RECORD EXTRACTS

==*==

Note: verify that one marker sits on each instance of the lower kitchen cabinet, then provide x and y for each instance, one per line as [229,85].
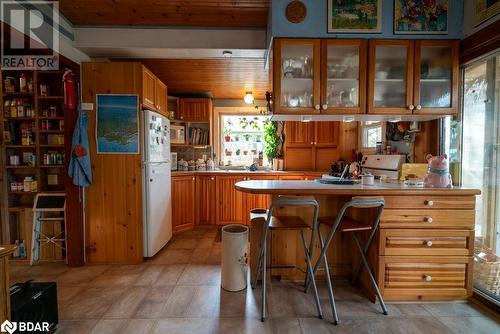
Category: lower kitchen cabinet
[205,200]
[183,202]
[230,205]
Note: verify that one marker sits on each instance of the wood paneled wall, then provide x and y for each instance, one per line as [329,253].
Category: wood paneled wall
[227,78]
[200,13]
[114,201]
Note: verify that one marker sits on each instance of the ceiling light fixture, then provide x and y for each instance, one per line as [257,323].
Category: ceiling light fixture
[248,98]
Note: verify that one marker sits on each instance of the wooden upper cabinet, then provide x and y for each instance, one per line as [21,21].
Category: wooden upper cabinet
[183,201]
[436,77]
[296,76]
[195,109]
[343,76]
[148,88]
[161,97]
[390,77]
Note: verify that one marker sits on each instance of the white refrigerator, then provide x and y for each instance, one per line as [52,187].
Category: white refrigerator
[157,206]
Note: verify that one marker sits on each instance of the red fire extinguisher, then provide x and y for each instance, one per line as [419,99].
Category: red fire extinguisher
[69,90]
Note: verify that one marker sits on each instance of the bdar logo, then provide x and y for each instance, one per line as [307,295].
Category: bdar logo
[8,327]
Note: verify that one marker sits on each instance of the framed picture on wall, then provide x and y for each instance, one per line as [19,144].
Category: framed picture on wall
[421,17]
[354,16]
[117,124]
[485,9]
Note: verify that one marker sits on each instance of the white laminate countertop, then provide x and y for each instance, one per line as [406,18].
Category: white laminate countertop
[284,187]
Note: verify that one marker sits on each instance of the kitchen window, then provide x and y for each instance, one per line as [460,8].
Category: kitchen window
[472,141]
[242,139]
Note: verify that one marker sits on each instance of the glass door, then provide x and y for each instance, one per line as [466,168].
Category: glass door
[473,141]
[436,77]
[297,76]
[344,76]
[390,77]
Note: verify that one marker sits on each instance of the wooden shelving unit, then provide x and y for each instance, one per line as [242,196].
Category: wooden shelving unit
[48,135]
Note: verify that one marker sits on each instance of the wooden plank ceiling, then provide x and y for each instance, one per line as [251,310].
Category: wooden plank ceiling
[194,13]
[227,78]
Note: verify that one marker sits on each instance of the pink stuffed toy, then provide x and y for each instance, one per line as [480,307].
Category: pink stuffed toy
[438,175]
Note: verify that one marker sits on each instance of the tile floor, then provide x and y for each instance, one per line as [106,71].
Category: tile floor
[179,292]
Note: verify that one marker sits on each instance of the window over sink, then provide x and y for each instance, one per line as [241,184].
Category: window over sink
[242,139]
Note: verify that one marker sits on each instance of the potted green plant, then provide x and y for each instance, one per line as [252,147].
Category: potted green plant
[272,140]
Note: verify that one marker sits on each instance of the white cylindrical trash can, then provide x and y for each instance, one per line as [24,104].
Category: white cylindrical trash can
[234,257]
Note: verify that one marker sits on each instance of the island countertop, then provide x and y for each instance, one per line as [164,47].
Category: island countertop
[285,187]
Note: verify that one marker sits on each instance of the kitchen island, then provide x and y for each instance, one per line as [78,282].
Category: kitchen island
[423,250]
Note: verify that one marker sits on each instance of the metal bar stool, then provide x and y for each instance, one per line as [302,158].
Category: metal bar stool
[348,225]
[287,222]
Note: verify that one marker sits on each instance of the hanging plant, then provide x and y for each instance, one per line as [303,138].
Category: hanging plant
[272,140]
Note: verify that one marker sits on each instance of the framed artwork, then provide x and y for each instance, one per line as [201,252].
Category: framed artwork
[117,124]
[421,16]
[355,16]
[485,9]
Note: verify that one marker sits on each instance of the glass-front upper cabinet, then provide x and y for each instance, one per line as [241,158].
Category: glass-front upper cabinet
[436,77]
[344,76]
[296,64]
[390,77]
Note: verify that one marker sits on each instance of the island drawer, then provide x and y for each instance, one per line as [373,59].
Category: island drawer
[426,278]
[429,218]
[418,242]
[430,202]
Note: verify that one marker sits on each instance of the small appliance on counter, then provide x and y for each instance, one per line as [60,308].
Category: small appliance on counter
[377,165]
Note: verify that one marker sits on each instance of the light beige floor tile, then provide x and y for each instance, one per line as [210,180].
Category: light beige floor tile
[92,303]
[205,303]
[285,326]
[126,305]
[195,274]
[179,301]
[114,280]
[186,326]
[243,326]
[149,275]
[82,275]
[152,305]
[172,256]
[169,274]
[75,326]
[468,325]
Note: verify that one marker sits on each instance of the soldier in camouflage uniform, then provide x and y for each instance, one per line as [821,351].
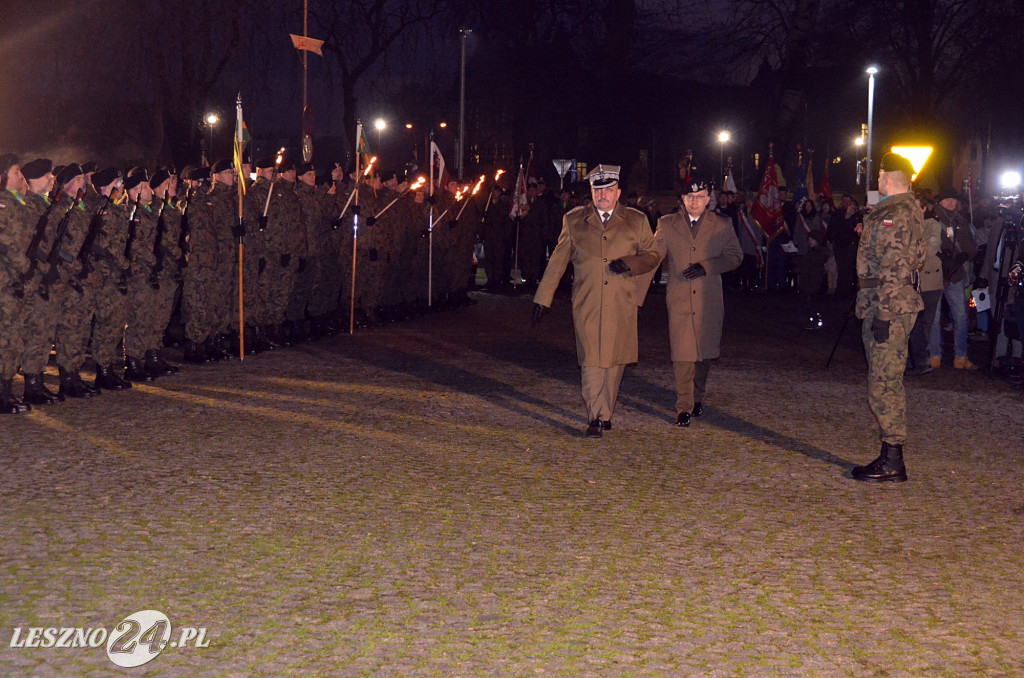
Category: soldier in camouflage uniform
[11,289]
[324,306]
[39,316]
[167,252]
[60,282]
[143,284]
[103,270]
[206,297]
[302,248]
[892,250]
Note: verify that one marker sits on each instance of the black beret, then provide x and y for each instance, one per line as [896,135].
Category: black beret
[68,173]
[221,165]
[105,177]
[200,174]
[7,161]
[695,184]
[893,162]
[37,168]
[159,177]
[136,175]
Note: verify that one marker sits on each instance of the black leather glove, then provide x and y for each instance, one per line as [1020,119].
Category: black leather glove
[539,311]
[619,266]
[694,271]
[880,330]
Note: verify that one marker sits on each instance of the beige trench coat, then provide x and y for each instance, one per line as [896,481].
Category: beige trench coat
[604,304]
[695,307]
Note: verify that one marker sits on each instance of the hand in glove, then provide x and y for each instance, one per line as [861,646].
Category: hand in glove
[539,311]
[880,330]
[619,266]
[694,271]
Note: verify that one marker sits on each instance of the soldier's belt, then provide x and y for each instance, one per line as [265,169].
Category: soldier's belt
[868,283]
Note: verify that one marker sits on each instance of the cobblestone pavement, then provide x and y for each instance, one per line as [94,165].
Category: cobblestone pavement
[418,500]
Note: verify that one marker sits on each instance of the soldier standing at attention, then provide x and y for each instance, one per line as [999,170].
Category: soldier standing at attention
[892,249]
[607,244]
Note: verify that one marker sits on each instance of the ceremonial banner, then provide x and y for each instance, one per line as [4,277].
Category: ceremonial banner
[768,207]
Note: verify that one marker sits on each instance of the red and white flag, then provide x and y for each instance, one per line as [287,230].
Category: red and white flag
[519,196]
[437,160]
[767,210]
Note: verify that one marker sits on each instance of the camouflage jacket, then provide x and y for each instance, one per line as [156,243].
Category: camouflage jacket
[892,249]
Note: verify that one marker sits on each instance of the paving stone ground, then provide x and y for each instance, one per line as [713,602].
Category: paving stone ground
[418,500]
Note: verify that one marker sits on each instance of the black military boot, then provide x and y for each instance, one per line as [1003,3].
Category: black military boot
[72,385]
[8,404]
[136,372]
[888,467]
[153,367]
[196,354]
[108,378]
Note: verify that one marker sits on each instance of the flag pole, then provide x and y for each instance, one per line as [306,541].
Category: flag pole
[430,228]
[355,227]
[239,140]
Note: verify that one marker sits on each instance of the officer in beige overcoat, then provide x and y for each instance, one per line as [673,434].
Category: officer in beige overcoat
[697,247]
[608,244]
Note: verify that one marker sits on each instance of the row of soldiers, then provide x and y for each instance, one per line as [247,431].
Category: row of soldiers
[95,262]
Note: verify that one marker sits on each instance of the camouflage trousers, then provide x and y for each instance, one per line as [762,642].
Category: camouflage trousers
[206,303]
[10,333]
[886,363]
[74,327]
[328,287]
[145,308]
[39,326]
[110,319]
[302,291]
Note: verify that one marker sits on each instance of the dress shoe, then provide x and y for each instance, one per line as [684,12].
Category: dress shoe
[36,391]
[72,385]
[964,364]
[887,468]
[110,379]
[136,372]
[196,354]
[8,404]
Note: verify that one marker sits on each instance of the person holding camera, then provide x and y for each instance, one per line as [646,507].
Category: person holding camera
[892,251]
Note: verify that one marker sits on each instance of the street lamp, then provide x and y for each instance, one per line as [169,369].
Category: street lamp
[871,70]
[723,136]
[211,122]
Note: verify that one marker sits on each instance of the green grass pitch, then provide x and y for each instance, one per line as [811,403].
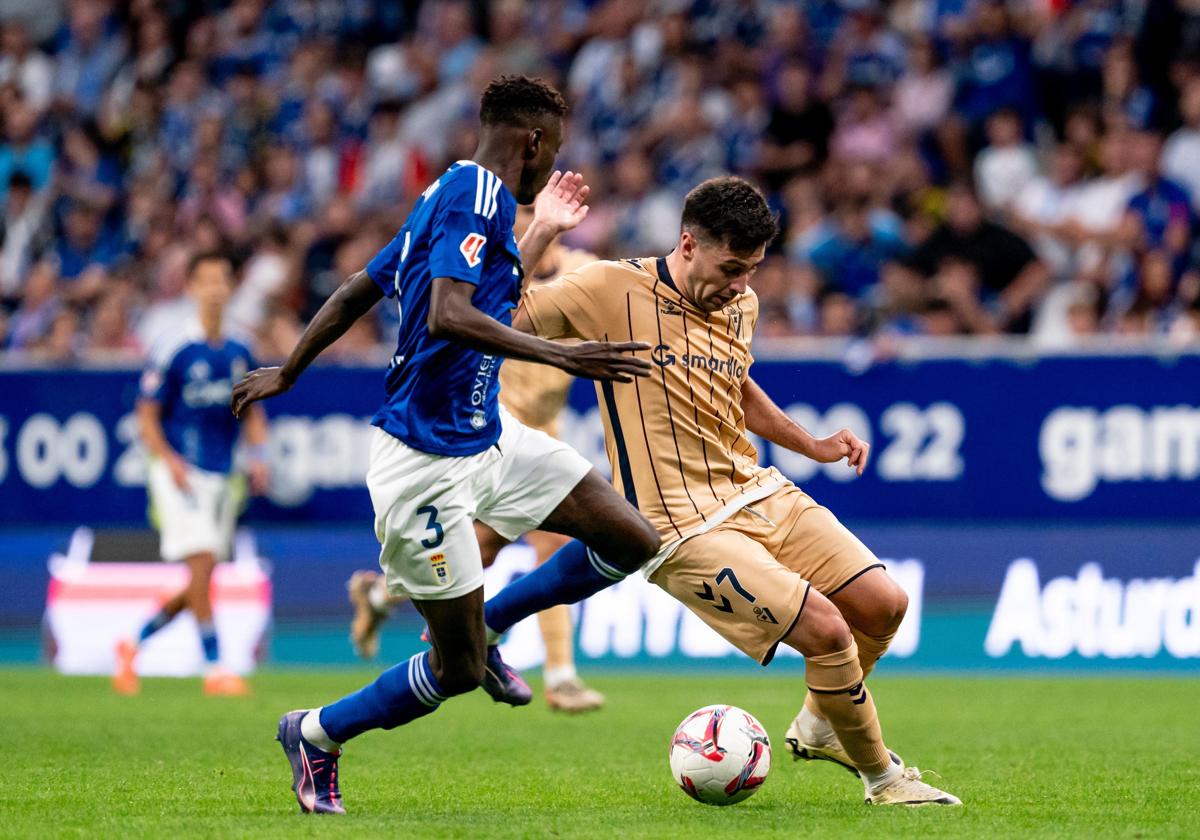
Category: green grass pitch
[1031,757]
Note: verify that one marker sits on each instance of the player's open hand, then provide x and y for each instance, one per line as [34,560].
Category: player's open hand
[256,385]
[562,205]
[845,444]
[606,360]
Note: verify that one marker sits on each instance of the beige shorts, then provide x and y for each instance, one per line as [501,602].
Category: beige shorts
[749,577]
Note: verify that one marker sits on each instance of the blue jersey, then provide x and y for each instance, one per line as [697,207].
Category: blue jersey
[442,396]
[192,382]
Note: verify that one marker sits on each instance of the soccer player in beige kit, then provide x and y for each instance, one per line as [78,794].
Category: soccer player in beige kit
[743,547]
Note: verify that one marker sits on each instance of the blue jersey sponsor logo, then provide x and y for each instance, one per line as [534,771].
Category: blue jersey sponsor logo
[442,396]
[192,381]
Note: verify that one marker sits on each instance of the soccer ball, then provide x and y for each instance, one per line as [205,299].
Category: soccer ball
[720,755]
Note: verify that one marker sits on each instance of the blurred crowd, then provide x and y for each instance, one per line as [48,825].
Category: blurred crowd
[940,167]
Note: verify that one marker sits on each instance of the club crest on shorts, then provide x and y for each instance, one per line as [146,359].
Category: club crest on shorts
[439,568]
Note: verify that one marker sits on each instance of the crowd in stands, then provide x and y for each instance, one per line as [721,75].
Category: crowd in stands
[940,167]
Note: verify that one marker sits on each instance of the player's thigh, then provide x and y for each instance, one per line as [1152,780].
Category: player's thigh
[545,484]
[597,514]
[545,544]
[425,511]
[457,639]
[490,543]
[185,519]
[810,540]
[735,585]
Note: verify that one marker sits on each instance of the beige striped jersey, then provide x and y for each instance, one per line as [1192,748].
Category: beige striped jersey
[677,439]
[537,394]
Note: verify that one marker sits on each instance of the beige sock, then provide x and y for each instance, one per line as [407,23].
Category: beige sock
[835,685]
[870,649]
[557,635]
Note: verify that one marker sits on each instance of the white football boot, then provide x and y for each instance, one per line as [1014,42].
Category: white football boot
[906,787]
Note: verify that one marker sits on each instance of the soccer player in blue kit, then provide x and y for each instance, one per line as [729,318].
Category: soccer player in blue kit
[190,437]
[443,453]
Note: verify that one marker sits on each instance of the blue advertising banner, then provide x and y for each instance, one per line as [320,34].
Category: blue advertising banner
[981,597]
[1057,438]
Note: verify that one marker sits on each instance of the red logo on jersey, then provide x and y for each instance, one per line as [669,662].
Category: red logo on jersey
[472,246]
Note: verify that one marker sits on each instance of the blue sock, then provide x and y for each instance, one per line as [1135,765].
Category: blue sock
[209,640]
[154,625]
[571,574]
[401,694]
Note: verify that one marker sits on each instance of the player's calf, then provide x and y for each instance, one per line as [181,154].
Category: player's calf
[835,681]
[611,541]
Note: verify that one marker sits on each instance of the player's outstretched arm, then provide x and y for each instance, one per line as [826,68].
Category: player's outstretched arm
[351,301]
[453,316]
[559,207]
[767,419]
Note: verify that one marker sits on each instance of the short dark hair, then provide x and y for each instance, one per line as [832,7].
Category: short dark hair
[517,100]
[202,257]
[730,210]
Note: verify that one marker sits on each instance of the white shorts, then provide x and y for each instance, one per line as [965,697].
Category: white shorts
[196,522]
[426,505]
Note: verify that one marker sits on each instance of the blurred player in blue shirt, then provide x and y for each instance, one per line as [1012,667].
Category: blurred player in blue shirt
[190,436]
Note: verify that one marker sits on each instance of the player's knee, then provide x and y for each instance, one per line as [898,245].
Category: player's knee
[887,612]
[822,627]
[461,676]
[642,541]
[629,545]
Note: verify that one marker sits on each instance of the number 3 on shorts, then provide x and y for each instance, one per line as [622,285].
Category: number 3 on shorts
[432,525]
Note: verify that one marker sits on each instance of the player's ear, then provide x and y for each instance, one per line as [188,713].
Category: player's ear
[687,245]
[533,144]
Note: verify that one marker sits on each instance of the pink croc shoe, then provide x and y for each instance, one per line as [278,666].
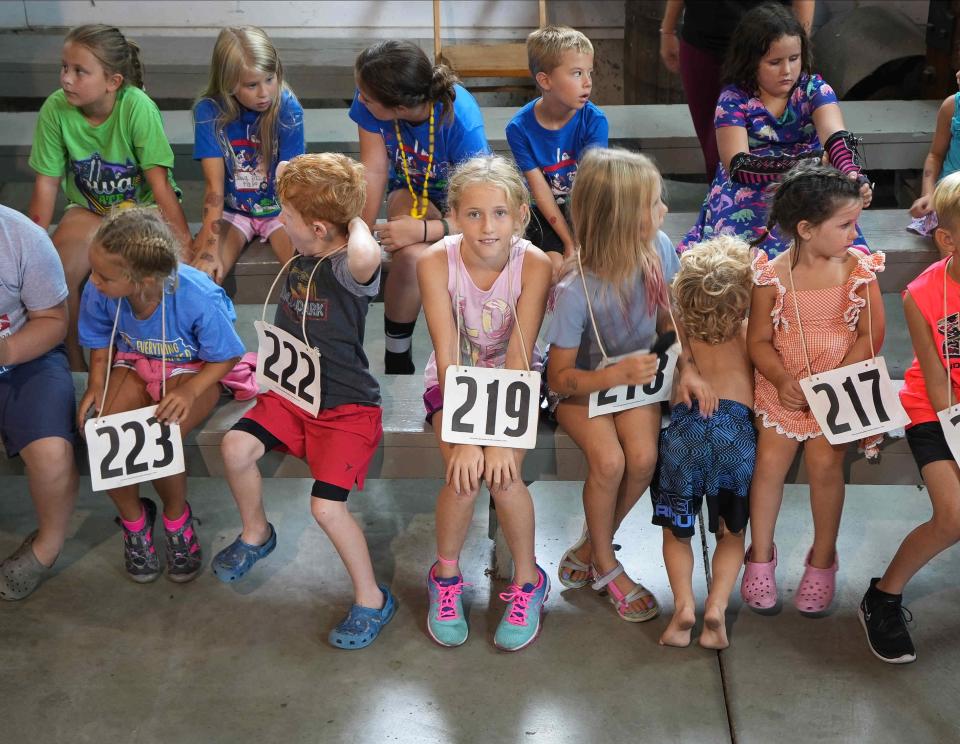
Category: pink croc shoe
[817,587]
[758,588]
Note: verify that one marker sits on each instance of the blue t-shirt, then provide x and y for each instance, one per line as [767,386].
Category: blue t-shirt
[624,327]
[249,183]
[555,152]
[199,314]
[454,141]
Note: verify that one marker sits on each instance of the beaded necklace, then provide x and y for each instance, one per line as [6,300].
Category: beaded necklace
[419,209]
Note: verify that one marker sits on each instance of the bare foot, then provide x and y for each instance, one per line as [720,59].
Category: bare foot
[714,633]
[678,631]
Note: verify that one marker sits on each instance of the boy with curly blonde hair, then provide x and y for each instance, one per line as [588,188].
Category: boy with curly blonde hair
[709,449]
[332,279]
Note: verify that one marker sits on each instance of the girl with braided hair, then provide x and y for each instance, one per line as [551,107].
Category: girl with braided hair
[154,318]
[805,318]
[773,114]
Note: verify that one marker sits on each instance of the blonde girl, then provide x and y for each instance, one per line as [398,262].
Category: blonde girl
[246,121]
[415,122]
[806,317]
[167,331]
[102,137]
[484,295]
[627,264]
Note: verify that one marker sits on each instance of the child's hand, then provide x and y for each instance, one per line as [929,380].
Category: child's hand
[176,405]
[637,370]
[922,206]
[91,402]
[465,468]
[399,232]
[693,387]
[500,467]
[791,395]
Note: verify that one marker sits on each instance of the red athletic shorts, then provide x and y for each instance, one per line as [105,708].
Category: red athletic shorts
[338,444]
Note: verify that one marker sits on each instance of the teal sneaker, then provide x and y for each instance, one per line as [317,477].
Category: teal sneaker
[446,623]
[521,620]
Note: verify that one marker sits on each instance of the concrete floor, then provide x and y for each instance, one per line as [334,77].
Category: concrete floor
[94,657]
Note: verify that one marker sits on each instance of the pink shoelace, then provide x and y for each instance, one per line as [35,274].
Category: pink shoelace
[520,600]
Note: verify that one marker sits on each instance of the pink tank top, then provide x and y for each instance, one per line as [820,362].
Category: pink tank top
[927,293]
[486,316]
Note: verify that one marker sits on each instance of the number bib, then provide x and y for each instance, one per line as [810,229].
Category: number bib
[632,396]
[950,421]
[491,407]
[288,367]
[132,447]
[855,401]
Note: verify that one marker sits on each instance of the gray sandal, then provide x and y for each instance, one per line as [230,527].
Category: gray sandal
[21,573]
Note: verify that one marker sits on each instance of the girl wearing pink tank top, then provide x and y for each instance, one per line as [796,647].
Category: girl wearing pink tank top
[479,289]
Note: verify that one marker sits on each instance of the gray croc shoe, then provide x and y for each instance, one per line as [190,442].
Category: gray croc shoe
[21,573]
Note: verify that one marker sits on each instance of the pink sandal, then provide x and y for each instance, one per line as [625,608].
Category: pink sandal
[758,588]
[817,586]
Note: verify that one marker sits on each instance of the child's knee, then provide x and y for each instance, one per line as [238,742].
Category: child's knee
[328,503]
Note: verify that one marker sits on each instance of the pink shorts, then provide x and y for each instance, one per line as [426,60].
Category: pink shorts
[262,227]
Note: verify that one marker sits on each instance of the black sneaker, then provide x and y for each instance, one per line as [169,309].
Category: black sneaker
[139,553]
[884,620]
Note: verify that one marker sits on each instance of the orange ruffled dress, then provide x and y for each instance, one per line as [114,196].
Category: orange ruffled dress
[829,317]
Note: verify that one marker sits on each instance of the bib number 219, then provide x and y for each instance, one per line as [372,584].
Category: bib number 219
[132,447]
[491,407]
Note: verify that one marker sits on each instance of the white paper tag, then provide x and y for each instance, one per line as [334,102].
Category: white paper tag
[132,447]
[632,396]
[950,421]
[491,407]
[855,401]
[288,367]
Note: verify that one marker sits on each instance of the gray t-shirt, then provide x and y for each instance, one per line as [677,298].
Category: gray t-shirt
[336,319]
[31,275]
[624,327]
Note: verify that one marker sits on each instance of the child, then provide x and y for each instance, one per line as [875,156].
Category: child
[490,282]
[772,114]
[33,368]
[415,123]
[102,137]
[246,121]
[931,303]
[942,160]
[146,312]
[548,135]
[321,197]
[809,300]
[709,448]
[626,264]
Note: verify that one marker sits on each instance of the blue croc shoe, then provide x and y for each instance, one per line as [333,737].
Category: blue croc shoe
[521,621]
[362,625]
[235,560]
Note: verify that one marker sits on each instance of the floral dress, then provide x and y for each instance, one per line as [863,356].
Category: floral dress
[732,208]
[829,317]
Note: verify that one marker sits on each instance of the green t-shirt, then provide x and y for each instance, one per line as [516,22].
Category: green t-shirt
[102,166]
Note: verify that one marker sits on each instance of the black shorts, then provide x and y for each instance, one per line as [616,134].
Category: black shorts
[928,444]
[541,234]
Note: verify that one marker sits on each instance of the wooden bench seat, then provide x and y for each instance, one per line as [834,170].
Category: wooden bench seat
[896,135]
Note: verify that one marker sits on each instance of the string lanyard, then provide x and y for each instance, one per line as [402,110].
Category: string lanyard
[513,306]
[593,320]
[306,298]
[419,209]
[163,348]
[946,340]
[803,341]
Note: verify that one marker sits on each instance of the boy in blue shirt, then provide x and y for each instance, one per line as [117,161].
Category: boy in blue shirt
[549,135]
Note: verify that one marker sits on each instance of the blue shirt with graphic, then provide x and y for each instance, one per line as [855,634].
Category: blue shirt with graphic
[556,152]
[454,141]
[199,322]
[248,184]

==*==

WHAT YOU SHOULD DO
Reproduce exactly the line that holds "line as [402,110].", then every line after it, ending with the final line of the records above.

FULL ANSWER
Note: verify that one marker sits on each instance of the string lanyard, then provide x and y for each instance, one per line as [402,110].
Category: string lanyard
[513,306]
[593,320]
[306,298]
[419,209]
[163,348]
[946,340]
[803,341]
Note: verify that one marker sits on each instance of the boy in blue shirt, then provide x and y for each instance, one per line as [117,161].
Category: boy in blue shirt
[549,135]
Note: verify that one marker sits on each instance of the blue shirt with graphic, then provide x and y for each instance, one per line as [855,634].
Category: blue shirt with graphic
[556,152]
[454,141]
[199,322]
[248,184]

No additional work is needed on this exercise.